Point localization data
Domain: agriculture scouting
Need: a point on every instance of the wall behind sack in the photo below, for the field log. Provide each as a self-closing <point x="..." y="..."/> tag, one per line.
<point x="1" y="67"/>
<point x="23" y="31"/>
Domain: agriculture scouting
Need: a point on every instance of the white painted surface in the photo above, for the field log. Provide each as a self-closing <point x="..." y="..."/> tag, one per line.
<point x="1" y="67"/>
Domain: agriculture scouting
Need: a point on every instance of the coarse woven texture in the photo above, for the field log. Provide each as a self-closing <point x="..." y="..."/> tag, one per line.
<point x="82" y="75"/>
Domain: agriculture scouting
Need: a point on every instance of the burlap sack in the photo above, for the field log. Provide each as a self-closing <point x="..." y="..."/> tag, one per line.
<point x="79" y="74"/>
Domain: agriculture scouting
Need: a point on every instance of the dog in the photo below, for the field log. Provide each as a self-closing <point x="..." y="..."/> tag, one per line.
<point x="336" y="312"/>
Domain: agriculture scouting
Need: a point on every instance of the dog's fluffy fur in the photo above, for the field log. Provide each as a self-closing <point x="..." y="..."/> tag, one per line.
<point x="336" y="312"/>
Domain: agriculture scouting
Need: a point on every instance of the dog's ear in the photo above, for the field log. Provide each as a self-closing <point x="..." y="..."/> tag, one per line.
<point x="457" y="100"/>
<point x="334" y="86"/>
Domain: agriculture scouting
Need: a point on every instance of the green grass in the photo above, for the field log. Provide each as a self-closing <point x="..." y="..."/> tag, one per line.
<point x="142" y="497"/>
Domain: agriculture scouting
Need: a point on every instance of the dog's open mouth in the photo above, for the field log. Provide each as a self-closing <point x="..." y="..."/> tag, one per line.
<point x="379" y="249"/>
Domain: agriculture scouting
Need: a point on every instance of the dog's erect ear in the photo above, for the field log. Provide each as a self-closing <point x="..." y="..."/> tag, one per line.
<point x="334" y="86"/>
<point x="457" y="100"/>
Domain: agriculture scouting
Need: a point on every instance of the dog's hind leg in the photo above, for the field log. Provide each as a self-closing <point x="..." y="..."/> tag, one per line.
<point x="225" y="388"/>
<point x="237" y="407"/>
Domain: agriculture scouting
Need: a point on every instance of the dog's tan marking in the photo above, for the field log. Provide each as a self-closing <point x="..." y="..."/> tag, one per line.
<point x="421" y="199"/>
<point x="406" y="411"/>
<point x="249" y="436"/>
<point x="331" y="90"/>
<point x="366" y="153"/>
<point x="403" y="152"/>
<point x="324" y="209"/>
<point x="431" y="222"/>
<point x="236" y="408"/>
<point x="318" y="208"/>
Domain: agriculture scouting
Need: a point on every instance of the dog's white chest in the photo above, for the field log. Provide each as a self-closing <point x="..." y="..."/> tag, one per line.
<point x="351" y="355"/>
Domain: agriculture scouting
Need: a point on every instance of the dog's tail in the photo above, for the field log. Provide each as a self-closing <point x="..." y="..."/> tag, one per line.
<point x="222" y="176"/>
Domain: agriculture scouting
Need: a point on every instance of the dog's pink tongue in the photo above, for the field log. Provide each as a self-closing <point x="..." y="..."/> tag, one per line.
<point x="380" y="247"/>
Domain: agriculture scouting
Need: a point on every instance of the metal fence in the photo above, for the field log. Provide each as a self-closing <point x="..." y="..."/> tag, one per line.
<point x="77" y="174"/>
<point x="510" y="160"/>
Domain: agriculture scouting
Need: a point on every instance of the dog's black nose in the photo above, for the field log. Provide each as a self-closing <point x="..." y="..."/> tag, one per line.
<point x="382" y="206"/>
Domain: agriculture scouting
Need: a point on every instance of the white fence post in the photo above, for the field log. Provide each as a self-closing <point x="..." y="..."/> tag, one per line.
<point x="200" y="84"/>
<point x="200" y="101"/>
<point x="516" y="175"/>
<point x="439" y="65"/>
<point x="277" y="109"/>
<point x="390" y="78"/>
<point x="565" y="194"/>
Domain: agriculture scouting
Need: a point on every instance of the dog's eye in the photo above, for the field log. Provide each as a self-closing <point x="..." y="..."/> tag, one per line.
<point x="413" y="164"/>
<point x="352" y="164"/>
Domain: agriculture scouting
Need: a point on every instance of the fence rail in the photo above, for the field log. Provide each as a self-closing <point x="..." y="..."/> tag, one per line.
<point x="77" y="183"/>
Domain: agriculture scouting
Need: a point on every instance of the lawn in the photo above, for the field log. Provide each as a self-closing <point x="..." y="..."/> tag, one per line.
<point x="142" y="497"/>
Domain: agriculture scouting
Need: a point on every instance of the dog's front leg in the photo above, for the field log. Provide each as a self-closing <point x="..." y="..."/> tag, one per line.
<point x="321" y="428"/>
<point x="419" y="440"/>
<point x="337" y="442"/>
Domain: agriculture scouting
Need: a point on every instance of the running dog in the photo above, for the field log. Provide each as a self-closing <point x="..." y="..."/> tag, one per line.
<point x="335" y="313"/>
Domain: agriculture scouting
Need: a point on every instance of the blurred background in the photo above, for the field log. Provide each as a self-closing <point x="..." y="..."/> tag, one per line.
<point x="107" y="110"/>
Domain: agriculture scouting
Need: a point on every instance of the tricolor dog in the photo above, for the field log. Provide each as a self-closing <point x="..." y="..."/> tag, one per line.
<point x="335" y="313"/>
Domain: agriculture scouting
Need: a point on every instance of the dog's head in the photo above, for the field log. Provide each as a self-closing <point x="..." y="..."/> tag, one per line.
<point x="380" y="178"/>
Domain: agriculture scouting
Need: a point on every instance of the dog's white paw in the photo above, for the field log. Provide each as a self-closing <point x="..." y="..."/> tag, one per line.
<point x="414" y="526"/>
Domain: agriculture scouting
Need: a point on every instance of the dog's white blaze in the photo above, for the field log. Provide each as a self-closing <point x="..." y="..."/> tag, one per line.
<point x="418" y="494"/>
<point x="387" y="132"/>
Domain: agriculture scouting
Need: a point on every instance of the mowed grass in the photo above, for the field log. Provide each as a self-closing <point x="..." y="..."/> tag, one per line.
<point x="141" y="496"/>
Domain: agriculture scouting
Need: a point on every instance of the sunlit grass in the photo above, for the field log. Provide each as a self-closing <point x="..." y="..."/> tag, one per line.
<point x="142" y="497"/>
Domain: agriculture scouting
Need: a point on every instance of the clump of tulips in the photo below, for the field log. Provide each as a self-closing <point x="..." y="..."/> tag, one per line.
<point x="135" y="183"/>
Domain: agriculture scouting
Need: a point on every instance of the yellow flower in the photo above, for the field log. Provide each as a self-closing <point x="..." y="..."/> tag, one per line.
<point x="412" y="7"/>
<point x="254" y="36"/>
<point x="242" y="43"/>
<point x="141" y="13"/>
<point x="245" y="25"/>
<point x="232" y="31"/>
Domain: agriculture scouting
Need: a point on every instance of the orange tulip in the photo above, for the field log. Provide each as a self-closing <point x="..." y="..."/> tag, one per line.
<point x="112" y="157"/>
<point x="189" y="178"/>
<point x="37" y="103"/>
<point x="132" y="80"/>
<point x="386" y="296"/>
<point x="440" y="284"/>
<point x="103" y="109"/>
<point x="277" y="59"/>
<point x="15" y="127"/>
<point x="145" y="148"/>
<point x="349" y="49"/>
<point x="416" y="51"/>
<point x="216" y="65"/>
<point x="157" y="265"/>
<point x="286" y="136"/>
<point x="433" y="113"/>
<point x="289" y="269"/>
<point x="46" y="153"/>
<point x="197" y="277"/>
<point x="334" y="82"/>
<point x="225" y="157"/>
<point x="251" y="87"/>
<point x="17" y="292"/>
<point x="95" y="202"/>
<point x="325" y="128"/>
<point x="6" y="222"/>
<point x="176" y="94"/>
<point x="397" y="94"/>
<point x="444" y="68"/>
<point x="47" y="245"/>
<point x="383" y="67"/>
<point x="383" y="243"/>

### EXERCISE DIRECTIONS
All the lines above must be output exactly, with none omitted.

### SOLVED PROBLEM
Domain: agriculture scouting
Need: a point on every instance of the wall behind sack in the photo below, for the field log. Provide each as a self-closing <point x="..." y="..."/> tag, one per line.
<point x="1" y="67"/>
<point x="23" y="31"/>
Domain: agriculture scouting
Need: a point on every instance of the white painted surface in the photo above, for the field log. Provide each as a self-closing <point x="..." y="..."/> tag, one per line.
<point x="1" y="67"/>
Domain: agriculture scouting
Need: a point on every instance of the coarse woven texture in the photo above, for the field log. Provide each as a self-closing <point x="..." y="..."/> tag, one per line.
<point x="82" y="75"/>
Domain: agriculture scouting
Need: a point on every instance of the burlap sack in the photo above, for the field log. Provide each as a self-closing <point x="..." y="..."/> tag, one per line.
<point x="79" y="74"/>
Domain: agriculture scouting
Need: a point on every instance of the dog in the photo below, for the field log. Provide each as a self-closing <point x="..." y="..."/> tag, one per line.
<point x="336" y="312"/>
Domain: agriculture scouting
Need: a point on every instance of the dog's fluffy fur in the photo above, for the field log. Provide each as a self-closing <point x="..." y="..."/> tag, one per line.
<point x="336" y="312"/>
Domain: agriculture scouting
Need: a point on every instance of the dog's ear in the photo above, for the field log. Provide each as a self-closing <point x="..." y="..."/> tag, one per line.
<point x="457" y="100"/>
<point x="334" y="86"/>
Domain: agriculture scouting
Need: a point on every instance of the green grass in the photo above, for the field log. Provide each as a self-closing <point x="..." y="..."/> tag, one per line.
<point x="142" y="497"/>
Domain: agriculture scouting
Need: a point on every instance of the dog's open mouth in the photo above, for the field log. Provide each as a self-closing <point x="..." y="..."/> tag, one per line.
<point x="379" y="249"/>
Domain: agriculture scouting
Need: a point on every instance of the dog's erect ear in the photo above, for the field log. Provide each as a self-closing <point x="..." y="..."/> tag, one per line.
<point x="334" y="86"/>
<point x="457" y="100"/>
Domain: agriculture scouting
Need: a point on every instance of the dog's hind leg in the photo above, for the field log. Provide each as a self-closing <point x="..." y="..."/> tag, one per line.
<point x="225" y="388"/>
<point x="237" y="407"/>
Domain: agriculture scouting
Need: a point on every instance of the dog's tan marking in the photo above, for the field log. Provide each as a self-closing <point x="..." y="..."/> tag, one per line.
<point x="421" y="199"/>
<point x="406" y="411"/>
<point x="249" y="436"/>
<point x="331" y="90"/>
<point x="366" y="153"/>
<point x="403" y="152"/>
<point x="324" y="209"/>
<point x="431" y="222"/>
<point x="236" y="408"/>
<point x="318" y="208"/>
Domain: agriculture scouting
Need: a point on every instance of the dog's white chest in the photo above, for the field log. Provide each as a self-closing <point x="..." y="..."/> tag, one per line.
<point x="351" y="355"/>
Domain: agriculture scouting
Need: a point on every instance of the dog's tail in the photo above, for the field log. Provide each as a self-closing <point x="..." y="..."/> tag, one per line.
<point x="222" y="176"/>
Domain: agriculture scouting
Need: a point on every instance of the dog's pink tongue in the photo above, for the field log. Provide each as a self-closing <point x="..." y="..."/> tag, one per line.
<point x="380" y="247"/>
Domain: agriculture scouting
Need: a point on every instance of the metal fence in the photo above, for the field log. Provide each as a self-closing <point x="..." y="..."/> tag, one per line.
<point x="77" y="174"/>
<point x="510" y="160"/>
Domain: agriculture scouting
Need: a point on every instance of the dog's black nose in the photo above, for the field log. Provide each as a self-closing <point x="..." y="..."/> tag, one per line.
<point x="382" y="206"/>
Domain: agriculture scouting
Need: a point on every instance of the white fence post in the photo above, for the field log. Provide each as a self-closing <point x="..." y="..."/> tag, one per line.
<point x="200" y="84"/>
<point x="200" y="101"/>
<point x="516" y="175"/>
<point x="439" y="65"/>
<point x="277" y="109"/>
<point x="390" y="78"/>
<point x="565" y="194"/>
Domain: agriculture scouting
Need: a point on every instance of the dog's eye in the photo above, for the field log. Provide each as a self-closing <point x="..." y="..."/> tag, one per line.
<point x="413" y="164"/>
<point x="352" y="164"/>
Domain: agriculture scouting
Need: a point on every instance of the fence rail in the photo above, for the field log. Provide each as a self-closing <point x="..." y="..."/> tag, one per line.
<point x="77" y="183"/>
Domain: agriculture scouting
Need: a point on every instance of the lawn in the photo above, for the field log. Provide each as a self-closing <point x="..." y="..."/> tag, one per line.
<point x="142" y="497"/>
Domain: agriculture scouting
Need: a point on every instance of the dog's front leg in the photo above, for the field log. Provide each as a self-closing <point x="..." y="..."/> tag, one per line.
<point x="321" y="428"/>
<point x="419" y="440"/>
<point x="337" y="442"/>
Domain: agriculture scouting
Need: a point on every instance of the running dog in the photo above, for the field log. Provide each as a self-closing <point x="..." y="..."/> tag, one per line.
<point x="335" y="313"/>
Domain: agriculture scouting
Need: a point on every instance of the blurred background in the photo above, for the field log. Provide each as a self-closing <point x="..." y="..."/> tag, one per line.
<point x="107" y="110"/>
Domain: agriculture scouting
Need: a point on every instance of the tricolor dog in the photo above, for the field log. Provide each as a self-closing <point x="..." y="..."/> tag, one per line.
<point x="335" y="313"/>
Domain: agriculture scouting
Need: a point on every instance of the dog's head in the photo above, for the field log. Provide each as a self-closing <point x="..." y="..."/> tag, one per line.
<point x="380" y="178"/>
Domain: agriculture scouting
Need: a point on every instance of the dog's white paw in the photo above, for the field log. Provide each as a self-closing <point x="..." y="..."/> tag, one per line.
<point x="414" y="526"/>
Domain: agriculture scouting
Need: a point on every instance of the dog's white blaze in the photo above, for the field log. Provide each as a self-closing <point x="..." y="..."/> tag, one per line.
<point x="418" y="494"/>
<point x="387" y="132"/>
Domain: agriculture scouting
Need: a point on every instance of the mowed grass in the photo above, for the field log. Provide each as a self-closing <point x="..." y="..."/> tag, one per line.
<point x="141" y="496"/>
Domain: agriculture scouting
Need: a point on every instance of the sunlit grass in the photo above, for the field log. Provide each as a self-closing <point x="..." y="..."/> tag, one per line.
<point x="142" y="497"/>
Domain: agriculture scouting
Need: a point on every instance of the clump of tulips in the photo below, for the field log. Provide each as a self-closing <point x="..." y="..."/> tag, one per line.
<point x="135" y="183"/>
Domain: agriculture scouting
Need: a point on every instance of the yellow flower in the photo above, for the field log. Provide each as a self-closing <point x="..." y="..."/> tag, one per line.
<point x="412" y="7"/>
<point x="254" y="36"/>
<point x="242" y="43"/>
<point x="141" y="13"/>
<point x="245" y="25"/>
<point x="232" y="31"/>
Domain: agriculture scouting
Need: a point on every instance of the orange tulip in the photo above, for the field log. Provide each as a self-closing <point x="..." y="..."/> tag, one per line.
<point x="112" y="157"/>
<point x="189" y="178"/>
<point x="37" y="103"/>
<point x="132" y="80"/>
<point x="386" y="296"/>
<point x="440" y="284"/>
<point x="103" y="109"/>
<point x="277" y="59"/>
<point x="15" y="127"/>
<point x="145" y="148"/>
<point x="349" y="49"/>
<point x="416" y="51"/>
<point x="216" y="65"/>
<point x="157" y="265"/>
<point x="286" y="136"/>
<point x="433" y="113"/>
<point x="289" y="269"/>
<point x="46" y="153"/>
<point x="197" y="277"/>
<point x="334" y="82"/>
<point x="225" y="157"/>
<point x="251" y="87"/>
<point x="17" y="292"/>
<point x="95" y="202"/>
<point x="325" y="128"/>
<point x="6" y="222"/>
<point x="176" y="94"/>
<point x="397" y="94"/>
<point x="444" y="68"/>
<point x="47" y="245"/>
<point x="383" y="67"/>
<point x="383" y="243"/>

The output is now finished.